• **Instructions**:
A: List every parameter that the text on thin-film growth names as influencing film formation.
B: Rewrite the text on thin-film growth from "These may include" up to and including "and interface sharpness.", substituting "homogeneity" for "uniformity".

• **Reading passage**:
········

Thin-Film Growth and Characterization

Thin films form the foundation of modern electronic, optoelectronic, and energy devices. From photovoltaic absorbers and transparent electrodes to functional oxides and semiconductor heterostructures, the properties of thin films strongly depend on how they are grown and how their structure and interfaces are engineered. Our research in thin-film growth and characterization focuses on understanding and controlling material formation at the nanoscale in order to enable high-performance devices.

By combining advanced deposition techniques with comprehensive structural, optical, and electrical characterization, we aim to establish clear relationships between growth conditions, microstructure, and functional properties.

Thin-Film Growth Techniques

The physical and chemical processes that occur during thin-film deposition determine the crystallinity, morphology, defect density, and interface quality of the resulting material. Our group employs a range of deposition methods tailored to specific materials and device requirements.

These may include physical vapor deposition techniques, chemical vapor deposition, solution-based processing, and hybrid approaches. Each method offers unique advantages in terms of thickness control, uniformity, scalability, and compatibility with different substrates.

We systematically investigate how parameters such as temperature, pressure, precursor chemistry, and deposition rate influence film formation. Precise control over these variables allows us to tailor grain size, phase purity, stoichiometry, and interface sharpness.

Microstructure and Morphology Control

The microstructure of a thin film—including its crystal orientation, grain boundaries, and defect distribution—plays a critical role in determining electrical and optical performance. For example, grain boundaries can act as recombination centers in photovoltaic materials, while surface roughness can influence light scattering and device integration.

········

• **Dataset content**:

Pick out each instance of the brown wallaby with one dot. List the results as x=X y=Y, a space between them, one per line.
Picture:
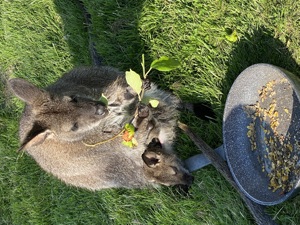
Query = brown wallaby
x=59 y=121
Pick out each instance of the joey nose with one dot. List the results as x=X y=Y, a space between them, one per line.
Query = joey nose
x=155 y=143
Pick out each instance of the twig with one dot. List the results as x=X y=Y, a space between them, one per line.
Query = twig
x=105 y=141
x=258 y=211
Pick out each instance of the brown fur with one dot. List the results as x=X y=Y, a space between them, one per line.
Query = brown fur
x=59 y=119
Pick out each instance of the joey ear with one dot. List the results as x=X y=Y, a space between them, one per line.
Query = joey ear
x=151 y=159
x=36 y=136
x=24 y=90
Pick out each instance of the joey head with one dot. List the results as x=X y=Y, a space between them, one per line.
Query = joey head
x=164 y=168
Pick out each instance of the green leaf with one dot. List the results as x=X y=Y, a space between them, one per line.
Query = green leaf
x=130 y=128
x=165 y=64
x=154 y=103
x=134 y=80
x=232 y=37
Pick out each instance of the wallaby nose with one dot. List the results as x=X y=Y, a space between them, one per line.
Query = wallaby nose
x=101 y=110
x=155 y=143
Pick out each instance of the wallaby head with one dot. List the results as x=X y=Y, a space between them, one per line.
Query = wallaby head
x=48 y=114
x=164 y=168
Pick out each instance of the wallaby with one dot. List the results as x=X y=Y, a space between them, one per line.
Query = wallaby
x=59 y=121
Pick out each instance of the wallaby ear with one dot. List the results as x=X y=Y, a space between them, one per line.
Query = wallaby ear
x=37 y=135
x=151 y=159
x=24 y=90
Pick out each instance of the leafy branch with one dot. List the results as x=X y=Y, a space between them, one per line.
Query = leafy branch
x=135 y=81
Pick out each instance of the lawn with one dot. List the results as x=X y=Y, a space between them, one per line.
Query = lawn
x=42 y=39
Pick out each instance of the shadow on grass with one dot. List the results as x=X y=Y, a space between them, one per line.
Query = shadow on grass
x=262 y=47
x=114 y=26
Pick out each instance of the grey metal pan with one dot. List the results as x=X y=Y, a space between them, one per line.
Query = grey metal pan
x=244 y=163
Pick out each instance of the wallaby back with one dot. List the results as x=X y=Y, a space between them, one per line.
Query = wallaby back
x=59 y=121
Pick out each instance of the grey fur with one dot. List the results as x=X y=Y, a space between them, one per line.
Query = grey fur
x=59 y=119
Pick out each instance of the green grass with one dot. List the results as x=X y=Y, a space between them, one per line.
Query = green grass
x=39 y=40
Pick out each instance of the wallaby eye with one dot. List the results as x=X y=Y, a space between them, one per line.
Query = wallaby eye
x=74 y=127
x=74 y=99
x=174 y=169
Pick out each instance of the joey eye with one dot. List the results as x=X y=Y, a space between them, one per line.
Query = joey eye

········

• **Answer list**:
A: Temperature, pressure, precursor chemistry, and deposition rate.

B:
These may include physical vapor deposition techniques, chemical vapor deposition, solution-based processing, and hybrid approaches. Each method offers unique advantages in terms of thickness control, homogeneity, scalability, and compatibility with different substrates.

We systematically investigate how parameters such as temperature, pressure, precursor chemistry, and deposition rate influence film formation. Precise control over these variables allows us to tailor grain size, phase purity, stoichiometry, and interface sharpness.